(What is required): List each line in the entries below that contains the string "reflection", matching case exactly.

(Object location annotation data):
----

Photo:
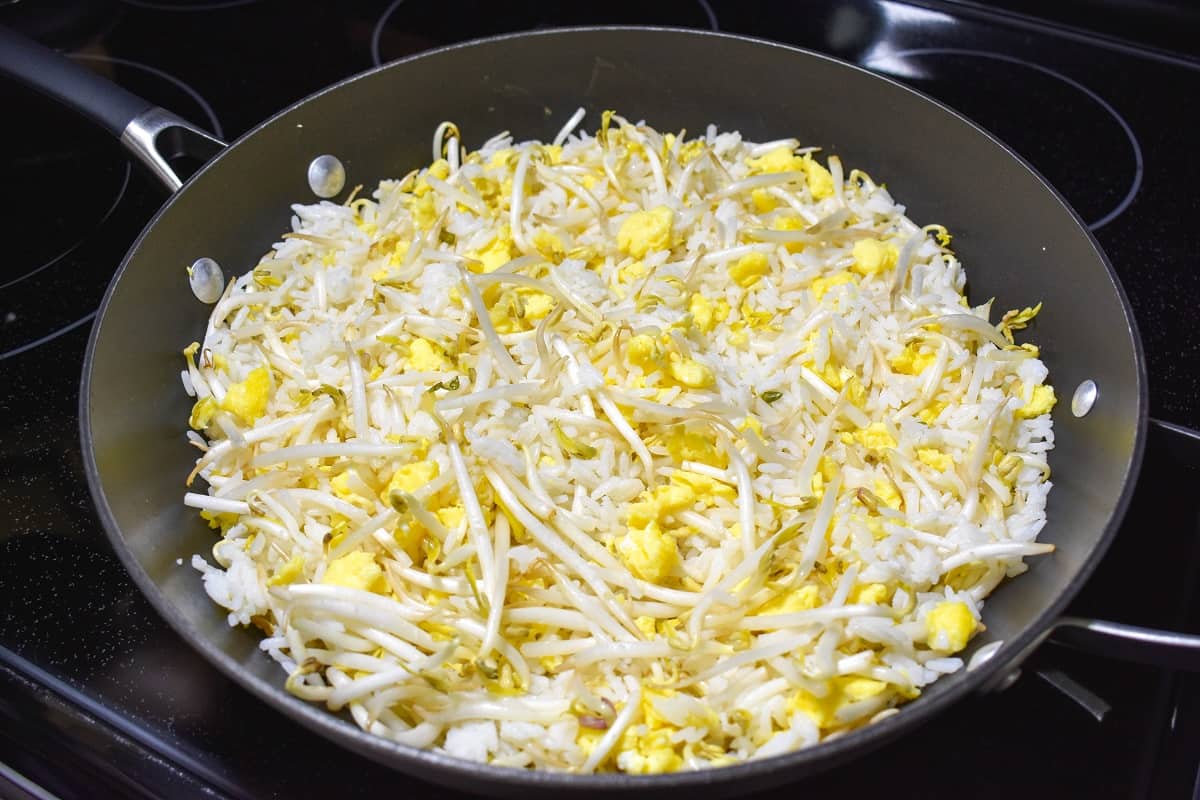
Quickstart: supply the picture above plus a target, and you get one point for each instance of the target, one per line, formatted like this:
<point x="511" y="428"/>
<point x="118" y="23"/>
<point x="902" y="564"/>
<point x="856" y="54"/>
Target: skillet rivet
<point x="1084" y="398"/>
<point x="327" y="176"/>
<point x="207" y="280"/>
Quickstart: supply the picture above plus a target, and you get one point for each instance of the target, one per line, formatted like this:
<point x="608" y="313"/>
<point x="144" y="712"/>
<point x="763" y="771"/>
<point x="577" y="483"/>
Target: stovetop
<point x="100" y="698"/>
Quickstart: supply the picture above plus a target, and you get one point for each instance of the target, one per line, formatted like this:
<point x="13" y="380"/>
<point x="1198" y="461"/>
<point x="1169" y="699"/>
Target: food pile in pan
<point x="631" y="451"/>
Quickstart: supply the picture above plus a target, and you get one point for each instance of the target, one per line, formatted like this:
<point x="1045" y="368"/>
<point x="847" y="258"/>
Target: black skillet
<point x="1018" y="238"/>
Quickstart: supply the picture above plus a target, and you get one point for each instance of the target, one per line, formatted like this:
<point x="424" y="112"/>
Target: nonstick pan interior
<point x="1018" y="239"/>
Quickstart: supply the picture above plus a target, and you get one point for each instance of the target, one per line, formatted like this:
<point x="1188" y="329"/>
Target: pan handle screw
<point x="1084" y="398"/>
<point x="207" y="280"/>
<point x="327" y="176"/>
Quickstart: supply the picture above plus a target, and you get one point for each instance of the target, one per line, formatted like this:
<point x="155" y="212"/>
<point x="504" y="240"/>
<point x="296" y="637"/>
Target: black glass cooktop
<point x="100" y="698"/>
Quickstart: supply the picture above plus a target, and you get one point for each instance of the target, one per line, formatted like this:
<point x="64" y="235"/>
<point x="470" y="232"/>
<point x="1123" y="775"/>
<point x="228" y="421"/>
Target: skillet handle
<point x="150" y="133"/>
<point x="1129" y="642"/>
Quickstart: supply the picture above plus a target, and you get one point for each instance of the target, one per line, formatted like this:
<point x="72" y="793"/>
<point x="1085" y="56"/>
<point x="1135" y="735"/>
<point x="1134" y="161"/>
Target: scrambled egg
<point x="870" y="594"/>
<point x="702" y="486"/>
<point x="873" y="257"/>
<point x="426" y="356"/>
<point x="949" y="625"/>
<point x="707" y="314"/>
<point x="843" y="691"/>
<point x="357" y="570"/>
<point x="781" y="160"/>
<point x="655" y="505"/>
<point x="1041" y="400"/>
<point x="821" y="286"/>
<point x="497" y="253"/>
<point x="643" y="232"/>
<point x="411" y="477"/>
<point x="648" y="552"/>
<point x="249" y="398"/>
<point x="343" y="489"/>
<point x="875" y="438"/>
<point x="687" y="445"/>
<point x="749" y="269"/>
<point x="289" y="572"/>
<point x="693" y="373"/>
<point x="647" y="353"/>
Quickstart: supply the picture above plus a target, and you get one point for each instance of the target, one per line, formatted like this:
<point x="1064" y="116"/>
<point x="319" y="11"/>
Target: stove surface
<point x="100" y="698"/>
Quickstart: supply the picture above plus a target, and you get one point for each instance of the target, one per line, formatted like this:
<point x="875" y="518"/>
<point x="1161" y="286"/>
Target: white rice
<point x="654" y="517"/>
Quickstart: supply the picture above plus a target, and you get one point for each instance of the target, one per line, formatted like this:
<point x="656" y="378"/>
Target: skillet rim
<point x="451" y="770"/>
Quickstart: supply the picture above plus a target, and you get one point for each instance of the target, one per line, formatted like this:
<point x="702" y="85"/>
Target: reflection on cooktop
<point x="73" y="180"/>
<point x="409" y="26"/>
<point x="1041" y="113"/>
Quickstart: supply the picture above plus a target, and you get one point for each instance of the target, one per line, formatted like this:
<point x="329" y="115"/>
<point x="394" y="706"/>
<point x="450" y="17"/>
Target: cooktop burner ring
<point x="22" y="329"/>
<point x="382" y="24"/>
<point x="1126" y="128"/>
<point x="70" y="248"/>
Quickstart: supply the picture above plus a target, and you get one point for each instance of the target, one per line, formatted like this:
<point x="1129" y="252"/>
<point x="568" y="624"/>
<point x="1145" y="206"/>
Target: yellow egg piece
<point x="497" y="253"/>
<point x="451" y="516"/>
<point x="820" y="287"/>
<point x="749" y="269"/>
<point x="249" y="398"/>
<point x="411" y="477"/>
<point x="780" y="160"/>
<point x="702" y="486"/>
<point x="648" y="552"/>
<point x="949" y="625"/>
<point x="645" y="352"/>
<point x="1041" y="401"/>
<point x="871" y="594"/>
<point x="693" y="373"/>
<point x="288" y="573"/>
<point x="357" y="570"/>
<point x="873" y="257"/>
<point x="643" y="232"/>
<point x="819" y="178"/>
<point x="701" y="310"/>
<point x="688" y="445"/>
<point x="426" y="356"/>
<point x="875" y="437"/>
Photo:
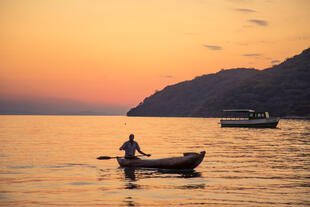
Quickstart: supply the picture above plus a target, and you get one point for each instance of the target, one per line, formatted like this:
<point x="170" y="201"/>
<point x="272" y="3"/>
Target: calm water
<point x="51" y="161"/>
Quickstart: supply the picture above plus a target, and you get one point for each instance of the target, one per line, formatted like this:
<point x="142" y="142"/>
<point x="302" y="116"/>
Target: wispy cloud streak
<point x="213" y="47"/>
<point x="259" y="22"/>
<point x="251" y="55"/>
<point x="245" y="10"/>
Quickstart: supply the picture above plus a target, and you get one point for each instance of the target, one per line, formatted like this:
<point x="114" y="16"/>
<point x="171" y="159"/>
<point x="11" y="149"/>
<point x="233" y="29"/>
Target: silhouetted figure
<point x="130" y="148"/>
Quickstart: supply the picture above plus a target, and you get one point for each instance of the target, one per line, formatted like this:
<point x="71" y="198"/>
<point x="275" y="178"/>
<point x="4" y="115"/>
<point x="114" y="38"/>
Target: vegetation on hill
<point x="283" y="90"/>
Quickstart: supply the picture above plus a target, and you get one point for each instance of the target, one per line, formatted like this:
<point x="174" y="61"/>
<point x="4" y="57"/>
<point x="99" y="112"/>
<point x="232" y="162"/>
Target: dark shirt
<point x="130" y="148"/>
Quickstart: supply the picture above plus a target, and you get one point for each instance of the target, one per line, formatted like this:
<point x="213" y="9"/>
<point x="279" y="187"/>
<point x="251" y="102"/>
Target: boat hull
<point x="188" y="161"/>
<point x="255" y="123"/>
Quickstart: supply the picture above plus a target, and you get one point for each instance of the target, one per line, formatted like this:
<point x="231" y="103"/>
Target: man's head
<point x="131" y="137"/>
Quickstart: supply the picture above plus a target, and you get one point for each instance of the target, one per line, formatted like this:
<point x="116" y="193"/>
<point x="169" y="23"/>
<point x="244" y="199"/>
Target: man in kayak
<point x="130" y="148"/>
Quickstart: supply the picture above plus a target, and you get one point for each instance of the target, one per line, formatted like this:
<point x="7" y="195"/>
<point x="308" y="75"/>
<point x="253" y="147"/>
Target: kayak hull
<point x="188" y="161"/>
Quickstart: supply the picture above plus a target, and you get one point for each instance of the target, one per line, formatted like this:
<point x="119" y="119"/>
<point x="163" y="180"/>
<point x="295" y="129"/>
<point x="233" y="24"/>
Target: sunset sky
<point x="108" y="55"/>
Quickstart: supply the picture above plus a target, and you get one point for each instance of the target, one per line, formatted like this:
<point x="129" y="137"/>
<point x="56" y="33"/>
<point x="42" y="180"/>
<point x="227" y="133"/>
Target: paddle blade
<point x="103" y="158"/>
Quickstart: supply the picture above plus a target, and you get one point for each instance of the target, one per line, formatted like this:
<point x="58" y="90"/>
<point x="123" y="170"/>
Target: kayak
<point x="189" y="160"/>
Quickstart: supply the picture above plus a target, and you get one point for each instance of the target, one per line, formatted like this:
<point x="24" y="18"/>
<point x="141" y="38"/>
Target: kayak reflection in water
<point x="130" y="148"/>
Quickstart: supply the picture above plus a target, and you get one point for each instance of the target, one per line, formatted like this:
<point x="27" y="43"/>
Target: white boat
<point x="248" y="118"/>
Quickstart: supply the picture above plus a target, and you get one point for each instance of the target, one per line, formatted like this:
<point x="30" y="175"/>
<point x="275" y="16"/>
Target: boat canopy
<point x="239" y="110"/>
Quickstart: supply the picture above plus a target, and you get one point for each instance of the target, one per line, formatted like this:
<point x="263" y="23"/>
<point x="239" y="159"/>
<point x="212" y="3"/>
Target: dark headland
<point x="283" y="90"/>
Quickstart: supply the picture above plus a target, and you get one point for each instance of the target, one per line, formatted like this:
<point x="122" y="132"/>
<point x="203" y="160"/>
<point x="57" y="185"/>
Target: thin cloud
<point x="259" y="22"/>
<point x="245" y="10"/>
<point x="167" y="76"/>
<point x="252" y="55"/>
<point x="213" y="47"/>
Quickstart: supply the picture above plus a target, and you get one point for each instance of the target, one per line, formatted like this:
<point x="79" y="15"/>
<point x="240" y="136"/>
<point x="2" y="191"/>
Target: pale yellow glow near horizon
<point x="118" y="52"/>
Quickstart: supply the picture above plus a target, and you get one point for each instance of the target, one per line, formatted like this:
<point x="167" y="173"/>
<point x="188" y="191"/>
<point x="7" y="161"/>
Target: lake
<point x="51" y="161"/>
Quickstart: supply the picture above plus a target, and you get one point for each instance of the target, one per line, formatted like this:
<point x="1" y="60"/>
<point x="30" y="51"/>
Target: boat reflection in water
<point x="134" y="174"/>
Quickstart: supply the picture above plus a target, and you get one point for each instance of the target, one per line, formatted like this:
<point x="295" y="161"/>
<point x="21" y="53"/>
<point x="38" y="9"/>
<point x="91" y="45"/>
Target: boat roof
<point x="238" y="110"/>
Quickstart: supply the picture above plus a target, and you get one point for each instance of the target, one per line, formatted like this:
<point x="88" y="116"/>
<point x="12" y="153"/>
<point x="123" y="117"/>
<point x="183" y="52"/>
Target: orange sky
<point x="118" y="52"/>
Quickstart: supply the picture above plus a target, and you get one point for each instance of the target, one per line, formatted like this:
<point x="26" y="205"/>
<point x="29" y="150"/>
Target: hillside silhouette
<point x="283" y="90"/>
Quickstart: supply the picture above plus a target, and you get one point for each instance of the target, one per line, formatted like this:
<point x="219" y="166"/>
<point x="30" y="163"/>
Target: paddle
<point x="108" y="157"/>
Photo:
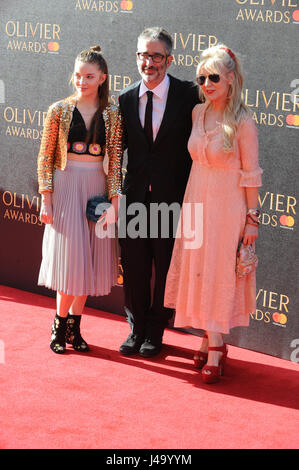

----

(Task response):
Target: reflection on cooktop
Target: kayak reflection in water
Target: boat reflection in water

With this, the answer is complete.